» Instructions to follow:
Can you reproduce every line of the entries below, requests included, with each coordinate in the answers shifted up by 132?

******

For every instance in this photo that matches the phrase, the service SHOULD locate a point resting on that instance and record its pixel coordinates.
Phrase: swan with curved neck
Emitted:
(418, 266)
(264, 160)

******

» Final answer:
For every instance in this photo that matches the phrase, the service SHOULD locate a point resting on that instance and record its pixel coordinates.
Phrase: swan with curved neck
Emitted:
(550, 398)
(396, 292)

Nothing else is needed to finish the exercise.